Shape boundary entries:
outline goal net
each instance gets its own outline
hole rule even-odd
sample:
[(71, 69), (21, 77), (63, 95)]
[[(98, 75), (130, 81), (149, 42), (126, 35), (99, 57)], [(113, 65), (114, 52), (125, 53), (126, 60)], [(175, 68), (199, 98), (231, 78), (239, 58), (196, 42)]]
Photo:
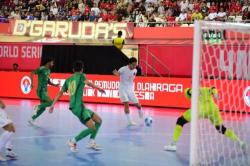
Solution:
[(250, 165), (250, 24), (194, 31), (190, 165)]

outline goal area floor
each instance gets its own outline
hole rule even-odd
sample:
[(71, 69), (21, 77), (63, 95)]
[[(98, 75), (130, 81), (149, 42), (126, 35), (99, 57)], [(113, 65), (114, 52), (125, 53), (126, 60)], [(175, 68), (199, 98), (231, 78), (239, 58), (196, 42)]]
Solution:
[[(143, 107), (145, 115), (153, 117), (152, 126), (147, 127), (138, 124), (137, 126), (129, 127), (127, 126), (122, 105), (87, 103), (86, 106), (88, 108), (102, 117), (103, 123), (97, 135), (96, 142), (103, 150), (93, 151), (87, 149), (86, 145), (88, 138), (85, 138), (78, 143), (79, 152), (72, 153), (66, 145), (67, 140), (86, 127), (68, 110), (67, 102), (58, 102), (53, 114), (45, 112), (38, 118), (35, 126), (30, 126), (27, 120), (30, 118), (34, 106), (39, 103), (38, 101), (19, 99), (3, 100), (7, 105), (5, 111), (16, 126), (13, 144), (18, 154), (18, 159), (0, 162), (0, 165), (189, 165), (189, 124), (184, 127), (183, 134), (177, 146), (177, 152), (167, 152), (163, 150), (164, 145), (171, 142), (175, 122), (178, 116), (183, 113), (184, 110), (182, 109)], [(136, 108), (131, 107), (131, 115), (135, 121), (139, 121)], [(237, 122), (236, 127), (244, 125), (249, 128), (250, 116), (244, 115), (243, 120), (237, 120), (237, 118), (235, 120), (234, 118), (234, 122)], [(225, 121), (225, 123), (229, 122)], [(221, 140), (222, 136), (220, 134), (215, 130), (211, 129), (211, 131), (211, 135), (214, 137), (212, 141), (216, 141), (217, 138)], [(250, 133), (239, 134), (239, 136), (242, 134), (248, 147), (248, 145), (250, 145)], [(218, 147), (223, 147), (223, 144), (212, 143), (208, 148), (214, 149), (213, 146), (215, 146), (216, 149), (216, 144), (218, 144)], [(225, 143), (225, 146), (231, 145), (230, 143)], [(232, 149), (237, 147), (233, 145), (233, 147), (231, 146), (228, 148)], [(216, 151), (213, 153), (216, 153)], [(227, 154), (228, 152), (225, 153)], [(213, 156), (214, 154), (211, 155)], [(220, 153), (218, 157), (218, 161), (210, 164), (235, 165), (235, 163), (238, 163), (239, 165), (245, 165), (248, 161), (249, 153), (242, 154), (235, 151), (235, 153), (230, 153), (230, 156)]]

==

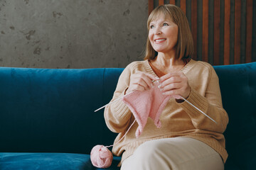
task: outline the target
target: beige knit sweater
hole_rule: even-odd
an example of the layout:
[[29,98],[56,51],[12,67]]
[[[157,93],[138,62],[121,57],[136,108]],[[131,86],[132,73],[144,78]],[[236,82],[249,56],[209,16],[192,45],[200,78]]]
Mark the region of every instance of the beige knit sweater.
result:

Short problem: Copy out the lines above from the one containing "outline goal net" through the one containing "[(250, 165), (250, 24), (194, 31), (190, 165)]", both included, and omit the pictures.

Exercise output:
outline goal net
each instance gets its own outline
hole rule even-odd
sample:
[(71, 69), (21, 77), (63, 95)]
[[(98, 75), (130, 81), (149, 42), (126, 35), (99, 57)], [(113, 65), (114, 52), (125, 53), (126, 60)], [(175, 68), (199, 98), (231, 78), (239, 58), (196, 42)]]
Photo:
Solution:
[(250, 165), (250, 24), (194, 31), (190, 165)]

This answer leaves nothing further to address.